§ **Exercise instructions**: Rewrite all of the material with "dot" changed to "marker" wherever it occurs, keeping every other line and character the same.

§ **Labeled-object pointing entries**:
======
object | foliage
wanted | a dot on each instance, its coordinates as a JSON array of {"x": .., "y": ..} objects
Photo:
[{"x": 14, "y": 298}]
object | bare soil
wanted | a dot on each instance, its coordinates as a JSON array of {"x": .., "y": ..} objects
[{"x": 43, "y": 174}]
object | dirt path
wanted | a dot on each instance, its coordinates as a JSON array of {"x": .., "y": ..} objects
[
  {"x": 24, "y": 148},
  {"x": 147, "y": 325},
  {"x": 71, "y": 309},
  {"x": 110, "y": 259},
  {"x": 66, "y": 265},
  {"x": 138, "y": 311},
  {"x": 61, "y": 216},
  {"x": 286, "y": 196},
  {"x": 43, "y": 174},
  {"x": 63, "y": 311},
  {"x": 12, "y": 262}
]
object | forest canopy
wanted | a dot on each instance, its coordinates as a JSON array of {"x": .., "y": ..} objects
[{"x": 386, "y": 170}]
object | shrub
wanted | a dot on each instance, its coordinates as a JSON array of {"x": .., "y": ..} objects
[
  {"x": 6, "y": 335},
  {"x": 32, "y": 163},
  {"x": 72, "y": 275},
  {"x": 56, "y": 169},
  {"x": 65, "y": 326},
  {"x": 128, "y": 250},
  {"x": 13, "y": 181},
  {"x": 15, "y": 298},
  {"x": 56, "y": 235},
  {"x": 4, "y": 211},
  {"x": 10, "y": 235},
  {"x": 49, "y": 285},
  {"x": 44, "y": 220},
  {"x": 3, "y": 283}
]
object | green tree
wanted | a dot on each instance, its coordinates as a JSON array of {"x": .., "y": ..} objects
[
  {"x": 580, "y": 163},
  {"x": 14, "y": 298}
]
======
§ **Full output**:
object | foliage
wanted | a marker on each instance, its coordinates as a JSON array of {"x": .., "y": ..} objects
Photo:
[{"x": 14, "y": 298}]
object | bare soil
wanted | a marker on each instance, its coordinates as a JSON array of {"x": .., "y": ..} objects
[{"x": 43, "y": 174}]
object | dirt path
wanted | a marker on each instance, its coordinates as a JSON array of {"x": .., "y": ..} objects
[
  {"x": 24, "y": 148},
  {"x": 147, "y": 325},
  {"x": 71, "y": 309},
  {"x": 110, "y": 259},
  {"x": 66, "y": 265},
  {"x": 138, "y": 311},
  {"x": 61, "y": 216},
  {"x": 286, "y": 196},
  {"x": 43, "y": 174},
  {"x": 63, "y": 311},
  {"x": 12, "y": 262}
]
object | forest canopy
wanted | a marker on each instance, its coordinates as a JSON array of {"x": .., "y": ..} objects
[{"x": 386, "y": 170}]
object | shrub
wanted | a marker on each instance, its coordinates as a JSON array of {"x": .., "y": ..} objects
[
  {"x": 6, "y": 335},
  {"x": 32, "y": 163},
  {"x": 72, "y": 275},
  {"x": 56, "y": 169},
  {"x": 65, "y": 326},
  {"x": 128, "y": 250},
  {"x": 13, "y": 181},
  {"x": 15, "y": 298},
  {"x": 56, "y": 235},
  {"x": 4, "y": 211},
  {"x": 10, "y": 235},
  {"x": 49, "y": 285},
  {"x": 44, "y": 220},
  {"x": 3, "y": 283}
]
object | green tree
wanted | a marker on each instance, its coordinates as a JSON array of {"x": .., "y": ..} objects
[
  {"x": 580, "y": 163},
  {"x": 14, "y": 298}
]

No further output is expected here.